* TASK STATEMENT *
Filter the rows below down to those that contain the string "giraffe", treating uppercase and lowercase as different, and copy each matching row in full.

* DATASET EXTRACT *
● ● ● ● ●

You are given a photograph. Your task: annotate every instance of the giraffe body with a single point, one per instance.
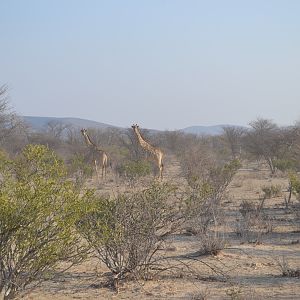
(156, 152)
(102, 156)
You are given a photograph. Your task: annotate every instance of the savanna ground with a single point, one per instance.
(242, 270)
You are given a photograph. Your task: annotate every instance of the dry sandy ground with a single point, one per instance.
(246, 271)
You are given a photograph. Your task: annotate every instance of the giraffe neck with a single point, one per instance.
(144, 144)
(89, 141)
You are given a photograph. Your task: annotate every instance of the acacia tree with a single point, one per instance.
(233, 136)
(38, 209)
(265, 141)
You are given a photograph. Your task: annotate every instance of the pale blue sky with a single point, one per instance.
(165, 64)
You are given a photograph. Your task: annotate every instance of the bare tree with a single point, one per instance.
(233, 136)
(264, 140)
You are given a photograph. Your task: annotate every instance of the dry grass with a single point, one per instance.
(241, 270)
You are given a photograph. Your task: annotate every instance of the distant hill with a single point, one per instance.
(40, 123)
(204, 130)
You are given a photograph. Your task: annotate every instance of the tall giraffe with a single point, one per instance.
(96, 149)
(156, 152)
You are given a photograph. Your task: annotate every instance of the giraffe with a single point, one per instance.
(156, 152)
(96, 149)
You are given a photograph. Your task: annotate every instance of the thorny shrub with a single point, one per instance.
(38, 210)
(127, 231)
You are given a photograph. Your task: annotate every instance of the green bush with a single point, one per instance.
(127, 231)
(38, 208)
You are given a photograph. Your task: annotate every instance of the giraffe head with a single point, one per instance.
(135, 126)
(83, 131)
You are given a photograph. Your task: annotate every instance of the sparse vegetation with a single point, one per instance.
(38, 209)
(170, 231)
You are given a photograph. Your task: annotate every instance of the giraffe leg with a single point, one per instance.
(96, 168)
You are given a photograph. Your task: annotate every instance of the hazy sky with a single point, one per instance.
(165, 64)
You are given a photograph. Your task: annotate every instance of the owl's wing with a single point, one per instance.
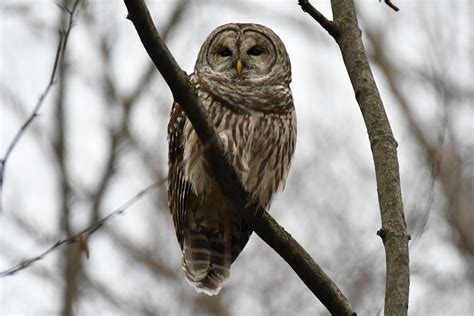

● ● ● ● ●

* ANSWER IN FULL *
You are given a photograph. Your task: annotate every instance of the giraffe body with a single point, one per instance.
You are given a photograph. Your task: annotate every instance of the giraffe neck with a single point, one per instance.
You are given a photograph. Your task: annotate every instance of the tall giraffe with a single point, one per instance.
You are given a photograph. Your task: annotate every instance of the giraffe with a single point, one per instance.
You are given a photograph. Your task: annotate every instance of the giraffe head with a single point, one per instance.
You are given a photograph. Your task: annotate every instance of the giraffe leg with a single point, one per instance.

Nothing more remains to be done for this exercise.